RECORD EXCERPTS
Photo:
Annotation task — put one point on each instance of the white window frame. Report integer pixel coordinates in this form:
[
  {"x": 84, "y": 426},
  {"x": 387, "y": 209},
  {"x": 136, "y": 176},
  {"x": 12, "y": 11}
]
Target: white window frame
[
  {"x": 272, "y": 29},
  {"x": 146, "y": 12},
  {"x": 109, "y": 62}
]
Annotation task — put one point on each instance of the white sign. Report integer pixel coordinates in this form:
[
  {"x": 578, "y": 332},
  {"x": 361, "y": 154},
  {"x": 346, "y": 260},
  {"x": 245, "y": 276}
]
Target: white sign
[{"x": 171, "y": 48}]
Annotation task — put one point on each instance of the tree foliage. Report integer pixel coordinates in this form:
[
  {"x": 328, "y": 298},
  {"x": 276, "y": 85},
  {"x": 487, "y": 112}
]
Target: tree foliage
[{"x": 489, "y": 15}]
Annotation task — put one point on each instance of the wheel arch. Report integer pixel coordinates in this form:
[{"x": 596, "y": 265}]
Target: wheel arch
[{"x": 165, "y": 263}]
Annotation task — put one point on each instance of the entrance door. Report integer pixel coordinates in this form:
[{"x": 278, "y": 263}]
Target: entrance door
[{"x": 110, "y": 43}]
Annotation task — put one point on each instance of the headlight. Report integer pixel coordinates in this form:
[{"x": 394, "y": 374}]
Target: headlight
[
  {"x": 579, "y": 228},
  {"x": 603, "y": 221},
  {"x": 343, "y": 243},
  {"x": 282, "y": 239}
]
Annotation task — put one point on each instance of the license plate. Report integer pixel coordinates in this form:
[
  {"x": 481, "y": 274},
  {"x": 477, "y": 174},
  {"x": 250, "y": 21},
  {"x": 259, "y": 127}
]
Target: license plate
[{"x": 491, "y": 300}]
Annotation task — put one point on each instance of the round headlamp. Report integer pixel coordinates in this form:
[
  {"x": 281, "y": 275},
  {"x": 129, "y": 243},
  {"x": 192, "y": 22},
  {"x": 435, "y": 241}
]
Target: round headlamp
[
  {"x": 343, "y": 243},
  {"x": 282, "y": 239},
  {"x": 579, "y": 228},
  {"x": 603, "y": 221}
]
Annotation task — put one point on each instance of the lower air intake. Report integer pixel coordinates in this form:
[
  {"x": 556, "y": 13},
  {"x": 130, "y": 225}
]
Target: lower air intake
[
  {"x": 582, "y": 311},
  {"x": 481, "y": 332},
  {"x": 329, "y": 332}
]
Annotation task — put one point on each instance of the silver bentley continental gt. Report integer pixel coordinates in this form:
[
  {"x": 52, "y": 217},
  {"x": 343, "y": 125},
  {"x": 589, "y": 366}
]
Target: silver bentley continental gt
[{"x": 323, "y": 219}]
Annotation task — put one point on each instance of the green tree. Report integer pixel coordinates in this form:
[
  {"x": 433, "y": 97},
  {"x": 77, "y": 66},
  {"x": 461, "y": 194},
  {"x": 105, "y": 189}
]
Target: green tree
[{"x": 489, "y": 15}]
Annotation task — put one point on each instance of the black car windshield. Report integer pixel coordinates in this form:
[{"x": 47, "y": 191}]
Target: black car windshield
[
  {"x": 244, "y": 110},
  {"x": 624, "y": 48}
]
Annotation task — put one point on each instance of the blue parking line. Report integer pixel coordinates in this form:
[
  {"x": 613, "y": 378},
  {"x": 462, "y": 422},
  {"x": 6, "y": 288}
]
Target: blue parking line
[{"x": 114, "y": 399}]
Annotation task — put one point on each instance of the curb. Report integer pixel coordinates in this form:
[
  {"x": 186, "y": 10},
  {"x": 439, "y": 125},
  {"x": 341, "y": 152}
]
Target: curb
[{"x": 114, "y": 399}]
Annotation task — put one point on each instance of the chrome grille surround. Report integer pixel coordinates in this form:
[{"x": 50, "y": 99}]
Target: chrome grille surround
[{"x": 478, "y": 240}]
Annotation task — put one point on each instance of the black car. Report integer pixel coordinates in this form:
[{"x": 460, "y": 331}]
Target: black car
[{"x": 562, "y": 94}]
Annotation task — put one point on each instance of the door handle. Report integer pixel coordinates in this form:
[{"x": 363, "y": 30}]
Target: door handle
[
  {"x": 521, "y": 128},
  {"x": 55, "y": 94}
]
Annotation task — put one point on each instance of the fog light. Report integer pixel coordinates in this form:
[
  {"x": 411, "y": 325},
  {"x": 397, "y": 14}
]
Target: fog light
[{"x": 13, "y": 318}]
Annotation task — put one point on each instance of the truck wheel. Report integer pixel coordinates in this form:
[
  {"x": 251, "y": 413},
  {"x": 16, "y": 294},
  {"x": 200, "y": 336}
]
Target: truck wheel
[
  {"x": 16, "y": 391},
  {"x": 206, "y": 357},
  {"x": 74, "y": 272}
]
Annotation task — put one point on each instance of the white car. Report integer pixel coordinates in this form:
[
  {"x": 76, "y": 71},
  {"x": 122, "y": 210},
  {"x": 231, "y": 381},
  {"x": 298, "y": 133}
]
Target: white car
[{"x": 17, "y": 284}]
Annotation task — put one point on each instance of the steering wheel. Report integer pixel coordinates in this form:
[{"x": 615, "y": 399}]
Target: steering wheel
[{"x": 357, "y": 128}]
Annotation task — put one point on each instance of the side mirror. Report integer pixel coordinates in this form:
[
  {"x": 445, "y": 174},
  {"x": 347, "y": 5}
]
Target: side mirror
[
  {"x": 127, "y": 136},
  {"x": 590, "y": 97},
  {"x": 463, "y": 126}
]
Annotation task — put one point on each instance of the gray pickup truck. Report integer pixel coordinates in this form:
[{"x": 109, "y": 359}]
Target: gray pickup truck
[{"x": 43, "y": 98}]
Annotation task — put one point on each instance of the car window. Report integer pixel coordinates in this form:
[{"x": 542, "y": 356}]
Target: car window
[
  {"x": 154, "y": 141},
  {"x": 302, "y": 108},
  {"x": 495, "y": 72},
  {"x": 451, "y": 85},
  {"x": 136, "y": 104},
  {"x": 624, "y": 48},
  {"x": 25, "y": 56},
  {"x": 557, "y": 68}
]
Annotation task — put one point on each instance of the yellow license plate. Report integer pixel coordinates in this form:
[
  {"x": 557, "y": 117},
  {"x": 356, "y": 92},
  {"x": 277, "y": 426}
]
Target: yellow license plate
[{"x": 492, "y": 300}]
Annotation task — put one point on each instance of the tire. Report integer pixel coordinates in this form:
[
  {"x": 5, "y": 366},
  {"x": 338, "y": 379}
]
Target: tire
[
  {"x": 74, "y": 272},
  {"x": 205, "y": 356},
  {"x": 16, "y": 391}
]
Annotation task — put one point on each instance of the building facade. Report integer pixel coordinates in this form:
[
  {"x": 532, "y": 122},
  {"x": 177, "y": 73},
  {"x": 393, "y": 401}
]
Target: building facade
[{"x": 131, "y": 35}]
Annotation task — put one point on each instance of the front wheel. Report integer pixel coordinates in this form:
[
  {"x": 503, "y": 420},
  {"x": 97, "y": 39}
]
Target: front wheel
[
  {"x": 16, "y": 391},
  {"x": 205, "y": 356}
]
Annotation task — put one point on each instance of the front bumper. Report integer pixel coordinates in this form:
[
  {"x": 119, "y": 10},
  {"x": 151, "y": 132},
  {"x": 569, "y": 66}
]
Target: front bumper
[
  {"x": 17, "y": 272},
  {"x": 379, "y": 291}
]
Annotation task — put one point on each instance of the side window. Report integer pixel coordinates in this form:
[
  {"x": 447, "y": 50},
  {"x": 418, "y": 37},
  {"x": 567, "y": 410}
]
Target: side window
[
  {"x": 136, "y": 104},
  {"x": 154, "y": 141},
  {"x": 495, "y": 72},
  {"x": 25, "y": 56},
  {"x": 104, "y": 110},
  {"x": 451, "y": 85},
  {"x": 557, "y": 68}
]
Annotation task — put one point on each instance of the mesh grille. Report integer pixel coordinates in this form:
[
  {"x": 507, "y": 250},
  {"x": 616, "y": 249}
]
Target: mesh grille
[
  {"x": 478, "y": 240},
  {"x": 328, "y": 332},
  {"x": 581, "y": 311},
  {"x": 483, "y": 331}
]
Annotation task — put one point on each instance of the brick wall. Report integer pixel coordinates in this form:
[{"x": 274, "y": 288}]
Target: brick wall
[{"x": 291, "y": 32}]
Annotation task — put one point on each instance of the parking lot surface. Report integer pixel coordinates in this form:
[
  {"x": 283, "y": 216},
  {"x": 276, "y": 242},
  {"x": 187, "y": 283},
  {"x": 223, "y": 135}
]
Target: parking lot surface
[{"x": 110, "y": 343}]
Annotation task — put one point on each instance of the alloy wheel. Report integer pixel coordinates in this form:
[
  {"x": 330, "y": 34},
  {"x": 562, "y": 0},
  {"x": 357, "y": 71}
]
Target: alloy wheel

TASK INSTRUCTIONS
From the "of the brick" line to the close of the listing, restate each line word for word.

WORKED ANSWER
Annotation task — put one point on each instance of the brick wall. Report integer pixel coordinates in this form:
[{"x": 274, "y": 288}]
Target: brick wall
[{"x": 291, "y": 32}]
Annotation task — put one point on each instance of the parking lot surface. Report integer pixel coordinates in this form:
[
  {"x": 283, "y": 216},
  {"x": 276, "y": 242},
  {"x": 187, "y": 283},
  {"x": 223, "y": 135}
]
Target: parking lot surface
[{"x": 110, "y": 343}]
Annotation task — put one point on each instance of the alloy wheel. Report integer pixel coordinates in this form:
[
  {"x": 330, "y": 34},
  {"x": 562, "y": 0},
  {"x": 357, "y": 71}
]
Target: alloy wheel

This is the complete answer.